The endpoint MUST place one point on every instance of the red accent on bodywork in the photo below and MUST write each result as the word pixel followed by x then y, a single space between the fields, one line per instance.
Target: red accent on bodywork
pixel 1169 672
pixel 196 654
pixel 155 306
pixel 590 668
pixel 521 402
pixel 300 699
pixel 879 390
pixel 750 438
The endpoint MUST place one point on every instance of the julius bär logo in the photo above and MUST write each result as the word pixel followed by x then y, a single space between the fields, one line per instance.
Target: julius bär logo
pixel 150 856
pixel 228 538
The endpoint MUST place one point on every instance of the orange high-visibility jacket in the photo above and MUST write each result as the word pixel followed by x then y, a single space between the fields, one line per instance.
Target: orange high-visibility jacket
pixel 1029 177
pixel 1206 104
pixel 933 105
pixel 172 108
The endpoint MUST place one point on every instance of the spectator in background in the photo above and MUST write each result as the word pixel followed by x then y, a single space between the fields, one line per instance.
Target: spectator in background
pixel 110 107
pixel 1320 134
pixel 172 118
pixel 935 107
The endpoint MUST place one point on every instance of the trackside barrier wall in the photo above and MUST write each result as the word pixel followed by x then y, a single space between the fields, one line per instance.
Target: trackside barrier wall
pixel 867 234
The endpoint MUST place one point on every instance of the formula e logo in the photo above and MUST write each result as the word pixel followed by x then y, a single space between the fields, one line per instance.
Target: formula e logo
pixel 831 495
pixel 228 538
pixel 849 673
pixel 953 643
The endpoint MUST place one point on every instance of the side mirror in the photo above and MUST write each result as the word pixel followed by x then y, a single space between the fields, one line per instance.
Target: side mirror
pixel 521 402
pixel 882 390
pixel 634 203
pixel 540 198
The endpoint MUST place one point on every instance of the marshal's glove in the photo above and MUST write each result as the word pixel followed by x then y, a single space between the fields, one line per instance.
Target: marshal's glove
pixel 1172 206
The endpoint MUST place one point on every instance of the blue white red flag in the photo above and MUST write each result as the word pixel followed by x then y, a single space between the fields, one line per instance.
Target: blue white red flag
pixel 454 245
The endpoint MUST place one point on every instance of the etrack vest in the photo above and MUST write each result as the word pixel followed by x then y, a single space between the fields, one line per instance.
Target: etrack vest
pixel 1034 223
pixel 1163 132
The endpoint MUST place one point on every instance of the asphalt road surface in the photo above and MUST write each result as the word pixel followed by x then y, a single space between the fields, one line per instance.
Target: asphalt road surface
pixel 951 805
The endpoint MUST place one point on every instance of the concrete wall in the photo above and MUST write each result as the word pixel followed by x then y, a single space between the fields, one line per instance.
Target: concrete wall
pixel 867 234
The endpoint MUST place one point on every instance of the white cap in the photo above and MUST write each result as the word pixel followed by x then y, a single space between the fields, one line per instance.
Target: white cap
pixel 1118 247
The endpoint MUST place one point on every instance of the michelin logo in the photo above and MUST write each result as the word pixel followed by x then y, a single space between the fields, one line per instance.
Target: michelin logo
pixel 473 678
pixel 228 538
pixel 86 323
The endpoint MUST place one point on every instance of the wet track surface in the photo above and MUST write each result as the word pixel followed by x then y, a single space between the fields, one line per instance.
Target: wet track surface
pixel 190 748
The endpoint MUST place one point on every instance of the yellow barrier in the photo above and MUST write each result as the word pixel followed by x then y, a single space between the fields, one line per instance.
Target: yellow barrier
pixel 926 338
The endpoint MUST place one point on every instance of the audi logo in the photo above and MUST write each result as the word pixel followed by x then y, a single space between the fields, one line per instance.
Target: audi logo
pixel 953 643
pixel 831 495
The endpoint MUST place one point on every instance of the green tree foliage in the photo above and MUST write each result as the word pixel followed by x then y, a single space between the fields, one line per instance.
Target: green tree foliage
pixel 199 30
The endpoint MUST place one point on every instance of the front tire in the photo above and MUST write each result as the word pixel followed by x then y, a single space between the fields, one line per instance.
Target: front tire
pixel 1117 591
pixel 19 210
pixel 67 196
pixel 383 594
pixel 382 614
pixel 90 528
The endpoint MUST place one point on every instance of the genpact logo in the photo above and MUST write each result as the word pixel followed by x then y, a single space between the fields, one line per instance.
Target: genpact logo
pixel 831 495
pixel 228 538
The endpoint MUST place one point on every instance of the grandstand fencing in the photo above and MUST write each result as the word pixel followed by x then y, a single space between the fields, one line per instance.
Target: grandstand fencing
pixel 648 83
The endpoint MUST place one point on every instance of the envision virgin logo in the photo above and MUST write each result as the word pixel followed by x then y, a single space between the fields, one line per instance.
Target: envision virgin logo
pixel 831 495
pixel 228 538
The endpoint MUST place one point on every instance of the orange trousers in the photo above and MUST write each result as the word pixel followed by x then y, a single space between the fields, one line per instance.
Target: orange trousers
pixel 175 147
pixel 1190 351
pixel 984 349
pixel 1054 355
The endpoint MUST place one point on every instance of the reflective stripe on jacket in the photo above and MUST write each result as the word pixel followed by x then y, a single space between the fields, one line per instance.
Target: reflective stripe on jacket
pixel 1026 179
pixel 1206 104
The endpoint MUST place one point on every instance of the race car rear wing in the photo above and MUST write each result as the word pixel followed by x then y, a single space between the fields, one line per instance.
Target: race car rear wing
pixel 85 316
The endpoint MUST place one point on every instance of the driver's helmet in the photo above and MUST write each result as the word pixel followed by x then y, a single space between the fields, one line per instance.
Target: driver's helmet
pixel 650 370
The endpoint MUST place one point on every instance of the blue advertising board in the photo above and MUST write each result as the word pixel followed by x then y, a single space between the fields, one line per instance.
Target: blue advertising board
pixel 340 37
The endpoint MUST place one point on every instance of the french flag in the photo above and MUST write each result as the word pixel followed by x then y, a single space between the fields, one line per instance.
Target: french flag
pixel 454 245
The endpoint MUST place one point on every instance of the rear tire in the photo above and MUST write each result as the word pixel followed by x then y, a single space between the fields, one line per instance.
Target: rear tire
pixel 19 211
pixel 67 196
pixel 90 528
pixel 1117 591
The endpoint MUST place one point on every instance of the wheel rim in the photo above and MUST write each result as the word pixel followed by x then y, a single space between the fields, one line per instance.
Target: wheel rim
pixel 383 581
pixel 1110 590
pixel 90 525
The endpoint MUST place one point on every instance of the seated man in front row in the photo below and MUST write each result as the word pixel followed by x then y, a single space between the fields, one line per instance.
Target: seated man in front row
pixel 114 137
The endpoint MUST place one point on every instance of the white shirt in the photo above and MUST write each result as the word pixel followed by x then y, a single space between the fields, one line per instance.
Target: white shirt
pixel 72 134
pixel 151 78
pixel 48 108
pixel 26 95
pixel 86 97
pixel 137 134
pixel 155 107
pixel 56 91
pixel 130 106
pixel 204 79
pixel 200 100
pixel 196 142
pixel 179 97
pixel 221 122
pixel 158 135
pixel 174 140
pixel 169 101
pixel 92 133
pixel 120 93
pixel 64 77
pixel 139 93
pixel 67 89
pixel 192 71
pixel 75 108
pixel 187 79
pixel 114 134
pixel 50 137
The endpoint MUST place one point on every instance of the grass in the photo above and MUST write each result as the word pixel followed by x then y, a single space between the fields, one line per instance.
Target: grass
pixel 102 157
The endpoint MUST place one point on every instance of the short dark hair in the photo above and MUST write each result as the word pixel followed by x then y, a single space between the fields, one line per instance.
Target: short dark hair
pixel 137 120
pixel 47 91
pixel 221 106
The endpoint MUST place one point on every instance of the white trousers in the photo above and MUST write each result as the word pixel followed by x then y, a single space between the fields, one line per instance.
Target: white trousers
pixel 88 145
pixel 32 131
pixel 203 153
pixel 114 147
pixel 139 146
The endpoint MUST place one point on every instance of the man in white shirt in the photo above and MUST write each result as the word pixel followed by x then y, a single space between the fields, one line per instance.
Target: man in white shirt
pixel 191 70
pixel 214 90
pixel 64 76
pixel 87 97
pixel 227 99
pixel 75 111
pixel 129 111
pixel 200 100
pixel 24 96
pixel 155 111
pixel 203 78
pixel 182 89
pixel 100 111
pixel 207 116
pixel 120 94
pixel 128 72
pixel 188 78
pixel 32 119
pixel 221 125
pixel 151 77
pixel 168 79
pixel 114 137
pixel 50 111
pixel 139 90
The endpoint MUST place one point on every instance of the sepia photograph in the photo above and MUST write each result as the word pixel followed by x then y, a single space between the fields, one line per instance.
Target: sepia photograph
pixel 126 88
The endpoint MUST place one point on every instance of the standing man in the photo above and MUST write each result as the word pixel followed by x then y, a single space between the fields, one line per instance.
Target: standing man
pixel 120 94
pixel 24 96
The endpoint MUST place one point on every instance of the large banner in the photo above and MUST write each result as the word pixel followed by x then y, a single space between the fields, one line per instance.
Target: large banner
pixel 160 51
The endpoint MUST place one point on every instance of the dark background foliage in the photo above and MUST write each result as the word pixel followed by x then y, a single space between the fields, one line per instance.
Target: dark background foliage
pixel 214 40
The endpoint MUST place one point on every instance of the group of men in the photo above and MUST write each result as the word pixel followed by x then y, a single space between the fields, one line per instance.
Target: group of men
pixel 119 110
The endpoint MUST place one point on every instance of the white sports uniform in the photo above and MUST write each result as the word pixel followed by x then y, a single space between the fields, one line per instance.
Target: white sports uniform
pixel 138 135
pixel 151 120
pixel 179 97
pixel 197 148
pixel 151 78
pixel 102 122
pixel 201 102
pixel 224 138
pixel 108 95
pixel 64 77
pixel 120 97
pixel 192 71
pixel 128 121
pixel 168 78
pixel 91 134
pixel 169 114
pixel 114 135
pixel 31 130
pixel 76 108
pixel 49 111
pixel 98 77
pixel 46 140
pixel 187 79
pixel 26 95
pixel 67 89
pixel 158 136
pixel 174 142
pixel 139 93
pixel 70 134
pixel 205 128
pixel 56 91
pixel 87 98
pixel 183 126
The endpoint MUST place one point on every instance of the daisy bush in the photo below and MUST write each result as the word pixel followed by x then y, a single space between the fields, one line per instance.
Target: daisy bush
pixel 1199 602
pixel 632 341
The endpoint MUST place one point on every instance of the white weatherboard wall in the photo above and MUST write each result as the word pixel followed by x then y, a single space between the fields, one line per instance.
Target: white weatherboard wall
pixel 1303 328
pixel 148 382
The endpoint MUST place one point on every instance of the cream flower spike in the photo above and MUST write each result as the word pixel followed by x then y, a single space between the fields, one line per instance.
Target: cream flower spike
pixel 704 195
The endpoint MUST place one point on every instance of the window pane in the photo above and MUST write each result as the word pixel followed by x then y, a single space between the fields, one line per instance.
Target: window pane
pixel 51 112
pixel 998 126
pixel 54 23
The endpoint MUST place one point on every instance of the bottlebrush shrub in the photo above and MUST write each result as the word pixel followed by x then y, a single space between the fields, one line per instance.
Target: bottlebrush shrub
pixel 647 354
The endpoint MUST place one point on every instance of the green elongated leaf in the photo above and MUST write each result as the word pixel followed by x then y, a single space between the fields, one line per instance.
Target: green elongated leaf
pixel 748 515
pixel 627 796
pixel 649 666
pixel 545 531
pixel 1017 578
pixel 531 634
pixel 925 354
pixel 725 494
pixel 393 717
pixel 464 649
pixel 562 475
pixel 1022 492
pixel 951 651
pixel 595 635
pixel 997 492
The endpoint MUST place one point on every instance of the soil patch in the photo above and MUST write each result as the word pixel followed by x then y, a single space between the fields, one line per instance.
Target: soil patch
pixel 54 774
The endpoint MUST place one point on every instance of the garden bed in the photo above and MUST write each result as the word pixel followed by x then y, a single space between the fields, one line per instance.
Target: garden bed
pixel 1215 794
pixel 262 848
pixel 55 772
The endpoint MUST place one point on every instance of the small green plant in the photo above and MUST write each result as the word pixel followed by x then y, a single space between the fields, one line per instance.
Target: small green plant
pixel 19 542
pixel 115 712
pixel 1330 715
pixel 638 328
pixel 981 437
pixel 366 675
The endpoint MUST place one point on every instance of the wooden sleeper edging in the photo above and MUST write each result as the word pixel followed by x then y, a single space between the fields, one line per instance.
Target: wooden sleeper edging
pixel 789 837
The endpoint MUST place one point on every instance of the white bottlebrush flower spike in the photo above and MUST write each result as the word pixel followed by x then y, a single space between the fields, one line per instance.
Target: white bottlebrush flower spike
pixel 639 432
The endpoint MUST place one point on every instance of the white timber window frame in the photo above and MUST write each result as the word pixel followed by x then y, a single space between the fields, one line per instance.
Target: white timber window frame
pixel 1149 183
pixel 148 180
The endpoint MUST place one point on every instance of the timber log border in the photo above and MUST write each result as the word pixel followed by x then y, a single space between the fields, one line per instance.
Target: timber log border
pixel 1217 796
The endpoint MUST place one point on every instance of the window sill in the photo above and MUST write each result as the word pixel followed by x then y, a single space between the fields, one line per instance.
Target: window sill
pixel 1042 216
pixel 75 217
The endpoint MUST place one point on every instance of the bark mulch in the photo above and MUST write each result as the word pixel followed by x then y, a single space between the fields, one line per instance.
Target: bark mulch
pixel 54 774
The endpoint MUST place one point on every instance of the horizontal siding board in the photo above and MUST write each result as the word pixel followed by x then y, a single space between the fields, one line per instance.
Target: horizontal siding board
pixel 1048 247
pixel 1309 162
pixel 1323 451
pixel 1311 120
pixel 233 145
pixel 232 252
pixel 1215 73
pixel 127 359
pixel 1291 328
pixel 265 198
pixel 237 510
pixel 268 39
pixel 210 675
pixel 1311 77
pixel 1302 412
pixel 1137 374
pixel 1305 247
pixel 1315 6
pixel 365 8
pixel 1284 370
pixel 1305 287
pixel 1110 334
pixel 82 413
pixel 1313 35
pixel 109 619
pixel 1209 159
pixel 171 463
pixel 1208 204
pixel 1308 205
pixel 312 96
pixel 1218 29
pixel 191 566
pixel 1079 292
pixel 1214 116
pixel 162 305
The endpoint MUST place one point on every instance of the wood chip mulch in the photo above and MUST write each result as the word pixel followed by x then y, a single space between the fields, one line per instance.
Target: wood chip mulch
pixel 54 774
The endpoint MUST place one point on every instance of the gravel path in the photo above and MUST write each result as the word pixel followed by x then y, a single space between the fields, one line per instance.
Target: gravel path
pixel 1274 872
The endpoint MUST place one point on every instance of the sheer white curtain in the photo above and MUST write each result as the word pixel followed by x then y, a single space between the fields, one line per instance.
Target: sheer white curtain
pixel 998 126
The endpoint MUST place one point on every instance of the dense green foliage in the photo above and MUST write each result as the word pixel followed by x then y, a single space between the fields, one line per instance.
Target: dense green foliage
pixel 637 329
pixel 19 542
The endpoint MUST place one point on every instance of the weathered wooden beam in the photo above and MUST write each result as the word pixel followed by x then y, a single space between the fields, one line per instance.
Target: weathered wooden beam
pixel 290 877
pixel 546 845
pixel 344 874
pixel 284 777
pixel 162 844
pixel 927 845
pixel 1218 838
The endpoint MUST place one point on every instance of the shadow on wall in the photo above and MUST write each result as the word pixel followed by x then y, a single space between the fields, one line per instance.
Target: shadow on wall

━━━━━━━━━━

WORK TASK — Count the lines in the records above that contain "shadow". Reply with the number only.

FINISHED EXERCISE — 2